• [Textauszug]
Alte Sendung aus dem „Phantastikon-Podcast“

Auf Natasha Pulley wurde ich allein schon deshalb aufmerksam, weil die junge Dame in Oxford Literatur studierte und ich ein nicht geringes Faible für das einzigartige Milieu von Oxford und Cambridge hege, ob nun als fiktive Hintergrundkulisse wie in einigen berühmten Kriminalromanen oder falls sich Autoren aus dieser Kulisse erheben. Ein weiterer Grund für mich, genauer hinzuschauen, war das Setting des Romans: das viktorianische England, das auf mich stets wie ein zusätzlicher Magnet wirkt.

Natasha Pulleys Debüt „The Watchmaker of Filigree Street“ erschien bereits im Jahre 2015. Damit gewann die Autorin einen Betty Trask Award, der für Erstlingsromane von Autoren unter 35 Jahren vergeben wird, die in einem derzeitigen oder ehemaligen Commonwealth-Staat ansässig sind.

Mittlerweile hat sie bereits zwei weitere Romane veröffentlicht – und darunter befindet sich auch ein Sequel zu ihrem vorliegenden Uhrmacher. Ich kann mir gut vorstellen, dass zumindest die Fortsetzung gute Chancen auf eine Übersetzung hat.

Es hat gar nicht lange gedauert, da wurde Pulleys Debüt bereits mit den Werken von Susanna Clarke, Philip Pullman, David Mitchell und Neil Gaiman verglichen, vor allem, weil das Buch eine Vielzahl von Möglichkeiten für eine visuelle Umsetzung bietet.

• [Aufgaben]
**A)** Bearbeite im Textauszug über Natasha Pulley den Abschnitt, der mit den Worten „Auf Natasha Pulley“ beginnt und mit „Commonwealth-Staat ansässig sind.“ endet. Ersetze darin „viktorianische England“ durch „edwardianische England“ und gib den Abschnitt vollständig wieder.
**B)** Führe den Text über Natasha Pulleys Debütroman an der Stelle weiter, an der er endet.
Die anschließenden Zeilen haben damit nichts zu tun.

• [Entnommene Angaben]
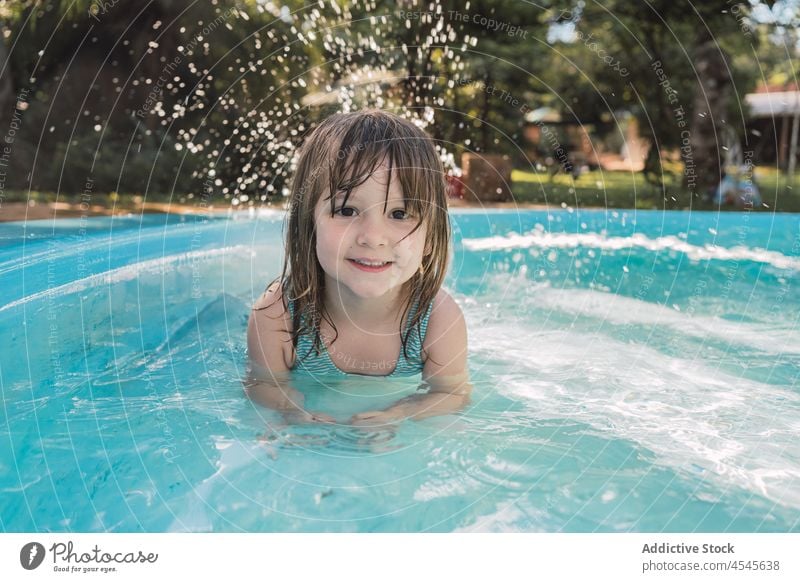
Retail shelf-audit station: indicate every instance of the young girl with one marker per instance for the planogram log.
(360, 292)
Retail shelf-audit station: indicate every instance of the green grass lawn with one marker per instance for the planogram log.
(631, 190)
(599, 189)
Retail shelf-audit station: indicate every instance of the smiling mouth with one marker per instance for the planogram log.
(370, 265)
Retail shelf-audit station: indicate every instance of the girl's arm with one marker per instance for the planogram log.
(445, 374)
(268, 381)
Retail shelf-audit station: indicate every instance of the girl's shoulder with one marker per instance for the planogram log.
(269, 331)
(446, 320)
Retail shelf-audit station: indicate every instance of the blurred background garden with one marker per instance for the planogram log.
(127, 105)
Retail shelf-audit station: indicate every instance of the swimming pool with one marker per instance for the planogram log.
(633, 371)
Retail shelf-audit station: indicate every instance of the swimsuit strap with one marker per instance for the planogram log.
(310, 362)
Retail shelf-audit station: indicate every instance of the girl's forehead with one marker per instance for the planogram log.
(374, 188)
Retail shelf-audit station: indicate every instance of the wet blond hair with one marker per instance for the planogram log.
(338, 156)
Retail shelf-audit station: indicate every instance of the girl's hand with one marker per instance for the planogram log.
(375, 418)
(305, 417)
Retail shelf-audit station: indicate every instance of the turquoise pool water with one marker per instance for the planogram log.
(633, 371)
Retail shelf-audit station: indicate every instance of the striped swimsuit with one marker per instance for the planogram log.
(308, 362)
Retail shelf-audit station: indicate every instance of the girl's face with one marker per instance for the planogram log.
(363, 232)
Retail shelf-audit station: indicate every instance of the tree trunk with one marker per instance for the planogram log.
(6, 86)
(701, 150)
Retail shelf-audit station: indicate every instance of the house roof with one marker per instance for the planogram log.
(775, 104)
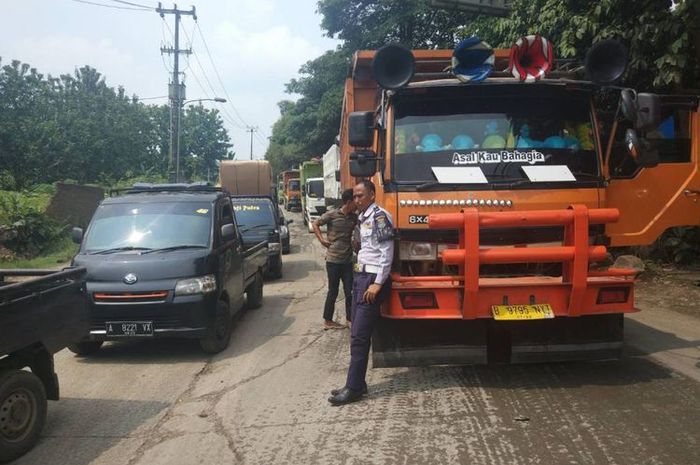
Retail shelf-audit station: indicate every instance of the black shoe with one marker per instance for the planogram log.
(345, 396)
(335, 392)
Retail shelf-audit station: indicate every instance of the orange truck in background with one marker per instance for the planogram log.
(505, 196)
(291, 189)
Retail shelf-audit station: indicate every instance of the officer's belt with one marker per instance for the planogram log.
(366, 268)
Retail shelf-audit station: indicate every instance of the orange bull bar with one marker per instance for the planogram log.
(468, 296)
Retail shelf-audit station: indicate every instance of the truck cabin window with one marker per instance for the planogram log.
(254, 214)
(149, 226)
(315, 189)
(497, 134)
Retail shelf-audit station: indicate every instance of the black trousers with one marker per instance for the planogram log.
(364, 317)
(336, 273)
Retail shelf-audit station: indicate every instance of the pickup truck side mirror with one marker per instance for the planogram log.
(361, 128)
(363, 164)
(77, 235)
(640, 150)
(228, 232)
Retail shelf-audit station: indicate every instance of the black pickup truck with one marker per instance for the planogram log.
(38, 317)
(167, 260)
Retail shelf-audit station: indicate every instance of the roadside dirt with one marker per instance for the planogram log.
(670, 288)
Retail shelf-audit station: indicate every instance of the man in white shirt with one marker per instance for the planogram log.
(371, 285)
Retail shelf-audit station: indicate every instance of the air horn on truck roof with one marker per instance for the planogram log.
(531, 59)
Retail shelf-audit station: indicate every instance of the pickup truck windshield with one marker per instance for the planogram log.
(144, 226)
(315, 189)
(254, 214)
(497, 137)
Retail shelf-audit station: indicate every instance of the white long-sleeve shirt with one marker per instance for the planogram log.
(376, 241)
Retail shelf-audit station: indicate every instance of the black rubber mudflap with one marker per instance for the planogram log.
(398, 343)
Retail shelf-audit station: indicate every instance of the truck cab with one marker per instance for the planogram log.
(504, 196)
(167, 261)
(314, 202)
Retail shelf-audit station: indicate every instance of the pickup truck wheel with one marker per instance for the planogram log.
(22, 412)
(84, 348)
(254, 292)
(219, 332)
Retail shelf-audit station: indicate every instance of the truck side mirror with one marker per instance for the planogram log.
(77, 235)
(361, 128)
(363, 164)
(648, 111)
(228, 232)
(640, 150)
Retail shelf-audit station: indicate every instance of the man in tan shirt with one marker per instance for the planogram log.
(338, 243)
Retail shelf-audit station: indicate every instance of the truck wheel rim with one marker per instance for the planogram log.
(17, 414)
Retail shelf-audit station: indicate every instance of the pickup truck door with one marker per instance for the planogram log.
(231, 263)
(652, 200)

* * *

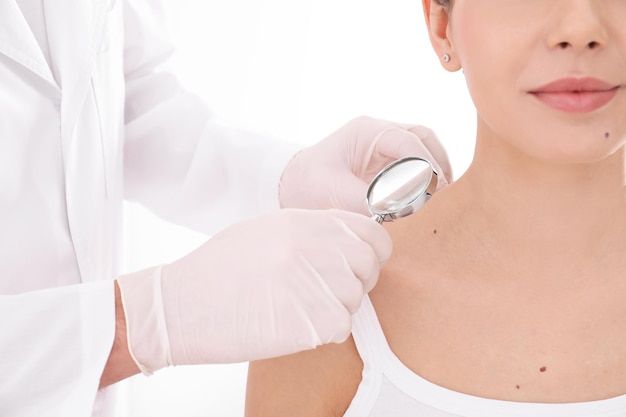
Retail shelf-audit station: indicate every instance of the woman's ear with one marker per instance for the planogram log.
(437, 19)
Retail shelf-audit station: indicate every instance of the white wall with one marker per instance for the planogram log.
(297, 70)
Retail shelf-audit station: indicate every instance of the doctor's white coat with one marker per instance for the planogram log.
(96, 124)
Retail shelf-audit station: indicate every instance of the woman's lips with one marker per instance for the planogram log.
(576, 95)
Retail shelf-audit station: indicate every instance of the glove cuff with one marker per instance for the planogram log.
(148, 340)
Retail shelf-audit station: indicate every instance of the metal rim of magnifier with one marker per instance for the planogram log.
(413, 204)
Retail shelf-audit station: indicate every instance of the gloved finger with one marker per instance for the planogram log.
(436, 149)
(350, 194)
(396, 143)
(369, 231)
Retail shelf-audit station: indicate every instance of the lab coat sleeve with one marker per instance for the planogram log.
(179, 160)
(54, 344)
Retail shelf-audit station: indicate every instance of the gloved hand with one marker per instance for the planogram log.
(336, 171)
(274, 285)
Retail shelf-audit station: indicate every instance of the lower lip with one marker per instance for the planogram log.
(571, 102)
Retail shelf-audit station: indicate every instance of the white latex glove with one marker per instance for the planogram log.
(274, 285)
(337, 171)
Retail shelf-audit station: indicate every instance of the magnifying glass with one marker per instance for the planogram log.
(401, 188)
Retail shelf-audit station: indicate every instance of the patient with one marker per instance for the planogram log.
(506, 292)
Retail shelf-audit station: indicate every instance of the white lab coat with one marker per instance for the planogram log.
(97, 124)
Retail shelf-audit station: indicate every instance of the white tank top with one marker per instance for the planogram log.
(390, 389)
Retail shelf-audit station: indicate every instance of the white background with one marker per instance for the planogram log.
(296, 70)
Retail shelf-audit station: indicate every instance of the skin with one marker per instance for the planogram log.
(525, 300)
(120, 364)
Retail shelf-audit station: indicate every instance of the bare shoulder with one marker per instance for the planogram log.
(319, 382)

• [Antworten je Aufgabe]
**A)**
Auf Natasha Pulley wurde ich allein schon deshalb aufmerksam, weil die junge Dame in Oxford Literatur studierte und ich ein nicht geringes Faible für das einzigartige Milieu von Oxford und Cambridge hege, ob nun als fiktive Hintergrundkulisse wie in einigen berühmten Kriminalromanen oder falls sich Autoren aus dieser Kulisse erheben. Ein weiterer Grund für mich, genauer hinzuschauen, war das Setting des Romans: das edwardianische England, das auf mich stets wie ein zusätzlicher Magnet wirkt.

Natasha Pulleys Debüt „The Watchmaker of Filigree Street“ erschien bereits im Jahre 2015. Damit gewann die Autorin einen Betty Trask Award, der für Erstlingsromane von Autoren unter 35 Jahren vergeben wird, die in einem derzeitigen oder ehemaligen Commonwealth-Staat ansässig sind.

**B)**
Obwohl die Geschichte des Romans im viktorianischen England angesiedelt ist und Elemente des Steampunk enthält, bekommen wir von der Autorin ein Setting geliefert, das originell ist und durch viele Besonderheiten auf sich aufmerksam macht. Natürlich gibt es die obligatorischen fiktiven wissenschaftlichen Passagen, aber auch auf den Hauch einer Detektivgeschichte, die in dieser Zeit ja überhaupt erst entstand und sie somit auch ein bißchen repräsentiert, müssen die Leser nicht gänzlich verzichten, wenn auch die Auflösung schlussendlich nicht so elegant ist wie die Prosa der Autorin.

Der Uhrmacher in der Filigree Street von Natasha Pulley beweist, dass man abgedroschenen Genre-Tropen durch eine Kombination aus elegantem Plot, jeder Menge Erfindungsreichtum und sprunghafter Charakterisierung neuen Glanz verleihen kann.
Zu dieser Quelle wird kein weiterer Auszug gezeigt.